[Start of Record extracts]
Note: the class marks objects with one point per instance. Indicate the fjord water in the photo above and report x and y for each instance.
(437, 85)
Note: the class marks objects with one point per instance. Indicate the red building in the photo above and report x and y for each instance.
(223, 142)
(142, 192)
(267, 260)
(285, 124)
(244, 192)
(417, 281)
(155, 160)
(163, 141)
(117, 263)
[End of Record extracts]
* _Your task_: Repeat the records above word for word, keeping every line in its original order.

* _Finished answer_:
Note: the class marks objects with one point per instance. Indicate the fjord water in the photo above and report x and y for each instance.
(437, 85)
Note: the class marks objects with one point per instance. Indicate the red building in the photo above and report x and y for each instance.
(223, 142)
(142, 192)
(267, 260)
(285, 124)
(244, 192)
(417, 281)
(155, 160)
(163, 141)
(117, 263)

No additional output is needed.